June 17, 2007
An Earth Without People
A new way to examine humanity’s impact on the environment is to consider how the world would fare if all the people disappeared
By Steve Mirsky
It’s a common fantasy to imagine that you’re the last person left alive on earth. But what if all human beings were suddenly whisked off the planet? That premise is the starting point for The World Without Us, a new book by science writer Alan Weisman, an associate professor of journalism at the University of Arizona. In this extended thought experiment, Weisman does not specify exactly what finishes off Homo sapiens; instead he simply assumes the abrupt disappearance of our species and projects the sequence of events that would most likely occur in the years, decades and centuries afterward.

RAW DATA:
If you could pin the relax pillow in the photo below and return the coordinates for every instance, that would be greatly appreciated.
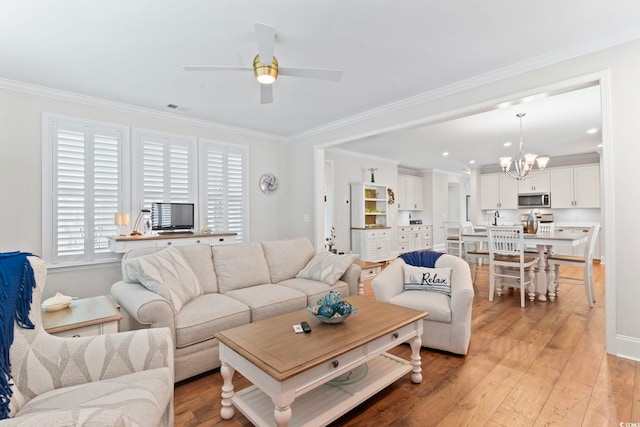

TASK REQUIREMENTS:
**a)** From the article on an Earth without people, transcribe everything from "June 17, 2007" down to "and centuries afterward.".
**b)** Answer these questions using the article on an Earth without people:
(i) Who wrote the article?
(ii) At which university is Alan Weisman an associate professor?
(iii) What is the title of Weisman's new book?
**c)** Decide whether each statement agrees with the article on an Earth without people, answering yes or no and quoting the words that settle it:
(i) Weisman specifies exactly what finishes off Homo sapiens.
(ii) The article is dated June 17, 2007.
(iii) Weisman's projections reach only a few years past humanity's disappearance.

RESPONSE LIST:
**a)**
June 17, 2007
An Earth Without People
A new way to examine humanity’s impact on the environment is to consider how the world would fare if all the people disappeared
By Steve Mirsky
It’s a common fantasy to imagine that you’re the last person left alive on earth. But what if all human beings were suddenly whisked off the planet? That premise is the starting point for The World Without Us, a new book by science writer Alan Weisman, an associate professor of journalism at the University of Arizona. In this extended thought experiment, Weisman does not specify exactly what finishes off Homo sapiens; instead he simply assumes the abrupt disappearance of our species and projects the sequence of events that would most likely occur in the years, decades and centuries afterward.

**b)**
(i) Steve Mirsky
(ii) The University of Arizona
(iii) The World Without Us

**c)**
(i) No: "Weisman does not specify exactly what finishes off Homo sapiens"
(ii) Yes: "June 17, 2007"
(iii) No: "in the years, decades and centuries afterward"